Items listed in a dataset
==================================================

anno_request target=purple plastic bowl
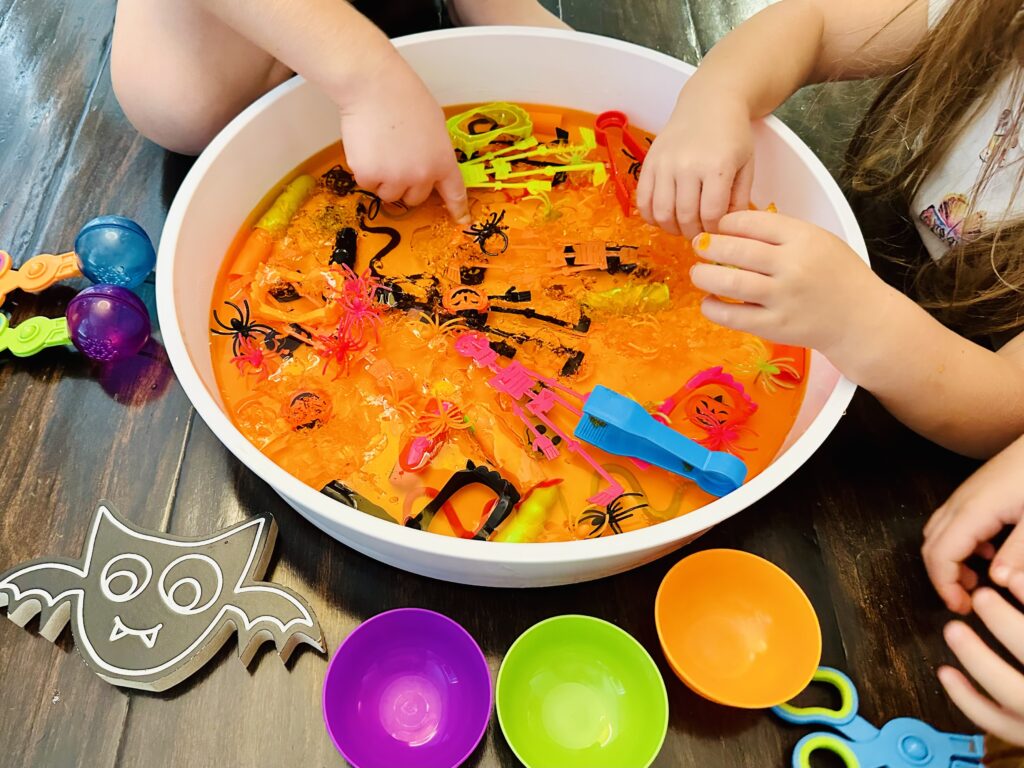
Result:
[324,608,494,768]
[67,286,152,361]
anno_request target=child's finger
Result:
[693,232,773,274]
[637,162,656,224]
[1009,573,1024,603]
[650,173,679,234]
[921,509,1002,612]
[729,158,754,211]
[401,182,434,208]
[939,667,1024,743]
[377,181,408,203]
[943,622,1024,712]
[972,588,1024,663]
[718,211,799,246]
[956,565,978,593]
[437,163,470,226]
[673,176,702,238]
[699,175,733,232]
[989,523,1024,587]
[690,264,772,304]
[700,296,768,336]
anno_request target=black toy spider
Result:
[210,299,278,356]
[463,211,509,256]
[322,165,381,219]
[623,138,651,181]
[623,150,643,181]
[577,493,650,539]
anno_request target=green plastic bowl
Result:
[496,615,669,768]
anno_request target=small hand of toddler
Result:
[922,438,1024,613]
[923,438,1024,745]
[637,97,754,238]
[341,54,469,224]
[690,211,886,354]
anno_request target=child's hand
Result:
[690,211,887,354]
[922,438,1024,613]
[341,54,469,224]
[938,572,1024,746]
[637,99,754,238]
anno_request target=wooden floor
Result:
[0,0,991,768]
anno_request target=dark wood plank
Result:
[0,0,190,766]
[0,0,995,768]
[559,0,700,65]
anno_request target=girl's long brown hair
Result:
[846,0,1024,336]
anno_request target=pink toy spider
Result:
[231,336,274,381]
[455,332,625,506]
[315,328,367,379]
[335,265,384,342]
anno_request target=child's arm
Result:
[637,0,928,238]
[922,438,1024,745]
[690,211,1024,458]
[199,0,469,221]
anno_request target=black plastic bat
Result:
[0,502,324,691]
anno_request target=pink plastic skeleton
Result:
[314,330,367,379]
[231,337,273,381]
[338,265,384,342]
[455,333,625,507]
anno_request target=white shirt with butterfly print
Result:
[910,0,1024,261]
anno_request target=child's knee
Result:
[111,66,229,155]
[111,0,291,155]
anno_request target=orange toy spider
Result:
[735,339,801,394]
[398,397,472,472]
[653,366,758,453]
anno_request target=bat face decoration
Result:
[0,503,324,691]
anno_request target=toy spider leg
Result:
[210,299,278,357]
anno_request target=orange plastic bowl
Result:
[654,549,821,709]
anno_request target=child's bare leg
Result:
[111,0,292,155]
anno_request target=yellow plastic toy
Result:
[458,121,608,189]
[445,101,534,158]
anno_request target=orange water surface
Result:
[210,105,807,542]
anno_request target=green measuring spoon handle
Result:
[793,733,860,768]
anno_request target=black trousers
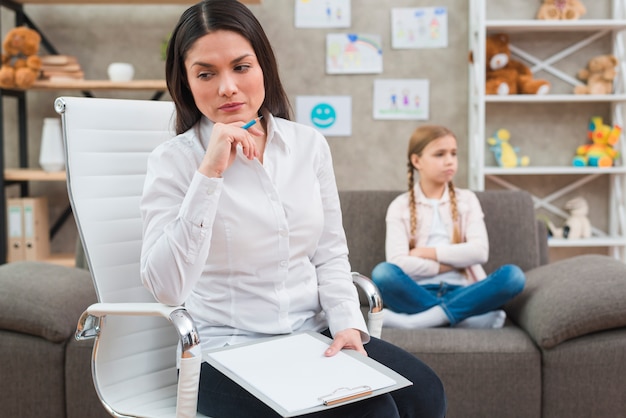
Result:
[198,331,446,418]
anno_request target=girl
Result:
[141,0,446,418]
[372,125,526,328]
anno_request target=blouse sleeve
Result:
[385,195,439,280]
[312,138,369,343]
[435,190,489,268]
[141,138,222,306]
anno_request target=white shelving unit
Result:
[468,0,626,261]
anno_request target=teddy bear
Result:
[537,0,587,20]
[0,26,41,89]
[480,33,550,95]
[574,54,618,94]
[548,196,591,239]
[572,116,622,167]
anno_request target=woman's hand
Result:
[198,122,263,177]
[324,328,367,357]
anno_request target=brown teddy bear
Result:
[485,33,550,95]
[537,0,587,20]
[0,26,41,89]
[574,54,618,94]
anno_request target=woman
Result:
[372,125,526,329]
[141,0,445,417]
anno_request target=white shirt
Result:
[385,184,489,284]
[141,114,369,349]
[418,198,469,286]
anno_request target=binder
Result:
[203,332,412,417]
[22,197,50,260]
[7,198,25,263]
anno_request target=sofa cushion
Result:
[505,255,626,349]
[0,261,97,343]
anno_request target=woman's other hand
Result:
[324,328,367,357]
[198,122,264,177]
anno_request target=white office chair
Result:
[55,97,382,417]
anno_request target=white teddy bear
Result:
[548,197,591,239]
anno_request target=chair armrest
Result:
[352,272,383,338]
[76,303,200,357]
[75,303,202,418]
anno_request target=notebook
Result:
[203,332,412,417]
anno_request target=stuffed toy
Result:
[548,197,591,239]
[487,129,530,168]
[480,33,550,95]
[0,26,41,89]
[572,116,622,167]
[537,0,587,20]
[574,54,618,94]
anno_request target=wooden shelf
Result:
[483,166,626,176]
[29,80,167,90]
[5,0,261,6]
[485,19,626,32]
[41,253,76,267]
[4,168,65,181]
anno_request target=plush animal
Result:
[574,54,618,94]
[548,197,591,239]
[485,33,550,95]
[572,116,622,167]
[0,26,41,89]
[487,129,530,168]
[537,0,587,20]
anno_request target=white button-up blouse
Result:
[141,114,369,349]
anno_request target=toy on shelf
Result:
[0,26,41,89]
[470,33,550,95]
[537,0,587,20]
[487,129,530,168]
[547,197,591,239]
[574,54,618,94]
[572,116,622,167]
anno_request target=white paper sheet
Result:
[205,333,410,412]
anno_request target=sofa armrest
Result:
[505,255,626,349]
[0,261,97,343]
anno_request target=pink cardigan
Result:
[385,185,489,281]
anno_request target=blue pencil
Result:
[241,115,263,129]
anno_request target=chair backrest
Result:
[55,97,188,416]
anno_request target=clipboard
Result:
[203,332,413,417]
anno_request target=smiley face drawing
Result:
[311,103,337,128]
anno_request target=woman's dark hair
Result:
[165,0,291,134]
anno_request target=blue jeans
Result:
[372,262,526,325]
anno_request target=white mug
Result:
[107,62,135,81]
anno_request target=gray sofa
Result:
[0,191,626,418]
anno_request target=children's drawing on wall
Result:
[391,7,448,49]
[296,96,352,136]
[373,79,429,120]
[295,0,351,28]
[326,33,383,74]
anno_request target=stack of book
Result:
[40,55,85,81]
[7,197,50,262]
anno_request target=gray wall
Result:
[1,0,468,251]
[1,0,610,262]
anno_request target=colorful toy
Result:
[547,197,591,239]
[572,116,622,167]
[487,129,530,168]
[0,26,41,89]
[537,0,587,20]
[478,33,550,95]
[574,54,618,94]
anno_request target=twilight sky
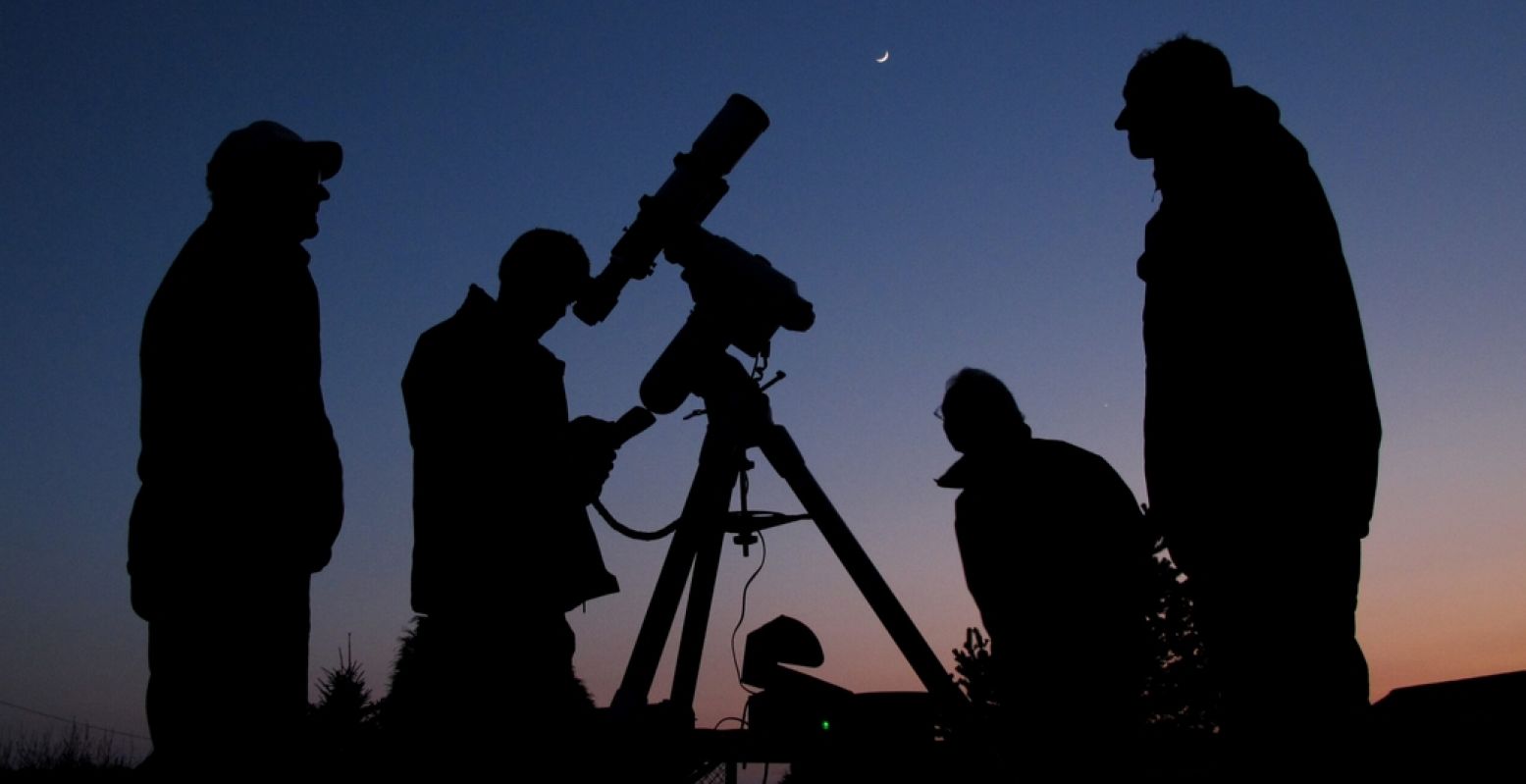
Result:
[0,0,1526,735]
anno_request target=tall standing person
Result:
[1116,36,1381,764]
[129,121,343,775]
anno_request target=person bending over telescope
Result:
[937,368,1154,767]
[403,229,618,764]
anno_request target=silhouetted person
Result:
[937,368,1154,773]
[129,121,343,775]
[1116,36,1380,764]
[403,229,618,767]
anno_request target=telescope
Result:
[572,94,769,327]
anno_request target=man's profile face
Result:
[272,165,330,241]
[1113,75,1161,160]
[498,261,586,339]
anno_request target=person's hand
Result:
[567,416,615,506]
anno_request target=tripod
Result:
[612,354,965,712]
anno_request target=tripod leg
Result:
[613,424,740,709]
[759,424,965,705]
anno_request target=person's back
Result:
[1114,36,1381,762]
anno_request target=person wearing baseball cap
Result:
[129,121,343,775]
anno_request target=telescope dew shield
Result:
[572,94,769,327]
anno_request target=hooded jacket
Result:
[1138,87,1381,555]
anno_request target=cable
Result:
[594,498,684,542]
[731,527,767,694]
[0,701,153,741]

==================================================

- **PROBLEM DETAILS**:
Reproduce the rows from the line with "anno_request target=white teddy bear" to the line with "[4,168,65,181]", replacing "wooden shelf" with "bookshelf" and leaving everything else unchanged.

- **RESPONSE FOR THIS EXERCISE**:
anno_request target=white teddy bear
Result:
[548,197,591,239]
anno_request target=chair armrest
Result:
[352,272,383,338]
[76,303,200,357]
[75,303,202,418]
anno_request target=notebook
Result:
[203,332,412,417]
anno_request target=stuffed toy
Result:
[548,197,591,239]
[487,129,530,168]
[480,33,550,95]
[0,26,41,89]
[572,116,622,167]
[537,0,587,20]
[574,54,618,94]
anno_request target=bookshelf
Result:
[483,166,626,176]
[29,80,167,90]
[5,0,261,6]
[485,19,626,32]
[41,253,76,267]
[4,168,65,181]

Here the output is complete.